Task statement:
In the entries below, find the line containing "the window sill". Copy it and all lines after it, exactly, through the end.

Provided data:
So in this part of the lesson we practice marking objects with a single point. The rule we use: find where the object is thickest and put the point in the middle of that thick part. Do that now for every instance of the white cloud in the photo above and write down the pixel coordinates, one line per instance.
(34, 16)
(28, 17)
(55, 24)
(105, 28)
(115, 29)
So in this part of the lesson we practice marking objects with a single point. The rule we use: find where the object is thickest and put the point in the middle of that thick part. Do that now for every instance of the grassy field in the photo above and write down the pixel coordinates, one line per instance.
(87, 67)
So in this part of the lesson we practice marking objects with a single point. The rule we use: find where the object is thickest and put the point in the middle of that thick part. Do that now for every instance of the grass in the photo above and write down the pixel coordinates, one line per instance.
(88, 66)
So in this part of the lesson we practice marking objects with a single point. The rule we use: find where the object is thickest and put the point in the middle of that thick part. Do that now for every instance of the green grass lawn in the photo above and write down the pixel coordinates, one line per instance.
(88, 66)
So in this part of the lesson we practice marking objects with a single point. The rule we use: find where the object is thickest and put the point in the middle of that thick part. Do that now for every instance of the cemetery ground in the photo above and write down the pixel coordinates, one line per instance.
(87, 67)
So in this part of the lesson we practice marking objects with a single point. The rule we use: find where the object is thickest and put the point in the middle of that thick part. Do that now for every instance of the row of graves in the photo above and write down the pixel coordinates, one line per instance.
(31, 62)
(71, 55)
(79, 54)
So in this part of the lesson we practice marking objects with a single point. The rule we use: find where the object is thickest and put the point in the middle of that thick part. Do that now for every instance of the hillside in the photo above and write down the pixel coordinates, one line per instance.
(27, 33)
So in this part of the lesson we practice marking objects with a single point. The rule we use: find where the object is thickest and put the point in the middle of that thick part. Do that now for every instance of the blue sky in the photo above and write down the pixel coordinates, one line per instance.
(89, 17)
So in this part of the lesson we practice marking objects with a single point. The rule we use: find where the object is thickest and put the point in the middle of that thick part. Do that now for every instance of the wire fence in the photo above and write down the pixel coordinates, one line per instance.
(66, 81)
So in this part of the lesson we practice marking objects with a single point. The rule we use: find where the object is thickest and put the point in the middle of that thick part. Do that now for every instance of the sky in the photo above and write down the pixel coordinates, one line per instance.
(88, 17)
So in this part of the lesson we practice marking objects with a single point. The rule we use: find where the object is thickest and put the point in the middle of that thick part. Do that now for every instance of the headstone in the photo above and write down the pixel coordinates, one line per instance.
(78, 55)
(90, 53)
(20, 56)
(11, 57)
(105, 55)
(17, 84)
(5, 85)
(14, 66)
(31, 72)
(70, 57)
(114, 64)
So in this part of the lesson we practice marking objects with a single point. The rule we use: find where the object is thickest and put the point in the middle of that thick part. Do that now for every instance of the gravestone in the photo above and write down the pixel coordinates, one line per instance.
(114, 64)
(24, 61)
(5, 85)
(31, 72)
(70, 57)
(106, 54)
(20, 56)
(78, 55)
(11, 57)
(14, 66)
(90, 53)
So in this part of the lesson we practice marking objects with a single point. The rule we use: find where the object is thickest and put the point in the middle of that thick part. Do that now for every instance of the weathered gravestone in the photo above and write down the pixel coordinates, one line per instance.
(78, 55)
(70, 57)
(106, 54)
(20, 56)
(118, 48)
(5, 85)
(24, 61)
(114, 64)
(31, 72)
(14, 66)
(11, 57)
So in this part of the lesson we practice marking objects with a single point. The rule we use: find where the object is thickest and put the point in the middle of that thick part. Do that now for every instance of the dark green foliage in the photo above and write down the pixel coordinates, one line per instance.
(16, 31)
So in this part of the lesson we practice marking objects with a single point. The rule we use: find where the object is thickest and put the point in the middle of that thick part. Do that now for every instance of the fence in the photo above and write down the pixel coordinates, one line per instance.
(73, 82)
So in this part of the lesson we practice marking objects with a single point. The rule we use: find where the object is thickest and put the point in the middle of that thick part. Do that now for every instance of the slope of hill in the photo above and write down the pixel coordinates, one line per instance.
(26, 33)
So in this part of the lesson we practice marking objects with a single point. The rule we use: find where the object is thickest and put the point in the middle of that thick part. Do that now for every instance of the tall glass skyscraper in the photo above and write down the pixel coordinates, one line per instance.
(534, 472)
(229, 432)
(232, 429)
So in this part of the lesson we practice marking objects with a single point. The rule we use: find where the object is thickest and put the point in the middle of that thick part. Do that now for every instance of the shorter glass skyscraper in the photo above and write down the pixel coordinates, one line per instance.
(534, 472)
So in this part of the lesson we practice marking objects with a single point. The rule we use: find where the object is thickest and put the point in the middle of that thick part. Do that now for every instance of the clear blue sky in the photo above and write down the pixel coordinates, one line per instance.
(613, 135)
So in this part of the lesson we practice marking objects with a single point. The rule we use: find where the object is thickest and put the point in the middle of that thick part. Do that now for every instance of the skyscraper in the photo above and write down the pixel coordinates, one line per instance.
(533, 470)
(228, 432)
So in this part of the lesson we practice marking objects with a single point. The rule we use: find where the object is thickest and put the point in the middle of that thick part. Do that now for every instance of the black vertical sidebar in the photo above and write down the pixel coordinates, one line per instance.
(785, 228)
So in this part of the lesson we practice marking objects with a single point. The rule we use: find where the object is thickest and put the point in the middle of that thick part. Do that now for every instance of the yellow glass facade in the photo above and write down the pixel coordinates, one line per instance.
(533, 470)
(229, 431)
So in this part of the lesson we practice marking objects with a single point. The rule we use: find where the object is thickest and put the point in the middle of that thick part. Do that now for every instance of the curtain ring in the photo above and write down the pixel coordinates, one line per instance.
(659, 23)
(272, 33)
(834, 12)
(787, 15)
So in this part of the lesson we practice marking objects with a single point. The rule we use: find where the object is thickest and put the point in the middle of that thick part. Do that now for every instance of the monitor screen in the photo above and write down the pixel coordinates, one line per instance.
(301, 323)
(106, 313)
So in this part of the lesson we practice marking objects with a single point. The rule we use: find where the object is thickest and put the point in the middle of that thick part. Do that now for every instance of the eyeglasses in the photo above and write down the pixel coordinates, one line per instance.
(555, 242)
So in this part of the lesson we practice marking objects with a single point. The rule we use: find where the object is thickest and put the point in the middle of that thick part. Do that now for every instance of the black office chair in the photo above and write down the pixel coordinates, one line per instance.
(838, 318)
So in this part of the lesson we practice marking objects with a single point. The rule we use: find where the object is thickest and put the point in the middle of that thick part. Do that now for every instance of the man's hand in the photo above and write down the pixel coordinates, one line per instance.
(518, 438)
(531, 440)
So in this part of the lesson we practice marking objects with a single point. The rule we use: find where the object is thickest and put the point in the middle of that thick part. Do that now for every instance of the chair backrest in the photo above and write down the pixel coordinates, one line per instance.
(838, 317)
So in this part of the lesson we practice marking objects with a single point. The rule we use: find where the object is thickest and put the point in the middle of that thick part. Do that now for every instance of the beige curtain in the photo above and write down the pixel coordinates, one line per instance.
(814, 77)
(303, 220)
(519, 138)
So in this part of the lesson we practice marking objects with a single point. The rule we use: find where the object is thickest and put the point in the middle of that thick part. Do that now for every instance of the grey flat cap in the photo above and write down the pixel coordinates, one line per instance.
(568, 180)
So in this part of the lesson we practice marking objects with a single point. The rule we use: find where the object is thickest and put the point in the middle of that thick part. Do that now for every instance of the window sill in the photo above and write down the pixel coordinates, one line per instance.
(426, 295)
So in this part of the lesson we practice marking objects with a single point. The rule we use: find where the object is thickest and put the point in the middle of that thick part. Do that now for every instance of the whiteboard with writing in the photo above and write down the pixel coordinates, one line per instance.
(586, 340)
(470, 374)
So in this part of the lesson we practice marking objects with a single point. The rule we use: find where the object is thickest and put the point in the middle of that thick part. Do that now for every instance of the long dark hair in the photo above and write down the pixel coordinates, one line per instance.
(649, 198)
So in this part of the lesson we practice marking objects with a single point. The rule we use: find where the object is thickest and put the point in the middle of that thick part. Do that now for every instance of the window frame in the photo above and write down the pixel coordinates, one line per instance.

Response to this task:
So in this part of the lesson we practice marking objects with a single point. The rule we use: find where the object is thickest and put the point in the middle of that thick part. Do that now for every instance of the window sill in the photo above and write down the pixel coordinates, one line per instance.
(426, 295)
So in this part of the lesson we practice marking objects with a single point. The rule we use: find where the object is thickest and put the point in the middle of that thick part. Do that now for every instance of the whiteboard with writing in the photo above and write down the pixel coordinates, one line per instance.
(586, 340)
(470, 374)
So in this part of the lesson we practice marking objects with a single point. The rule we use: find where the object is thickest and put the point in the middle of that thick part. Do that now for every instance of the long dark hair in the photo above and write down the pixel coordinates, one line per instance.
(649, 198)
So in this part of the lesson we practice marking objects with a single point. The rule we use: find where the object is thickest and put the point in the middle of that thick part. Do that now for every instance of the window frame in the photo above and write down the pixel coordinates, one line per instance.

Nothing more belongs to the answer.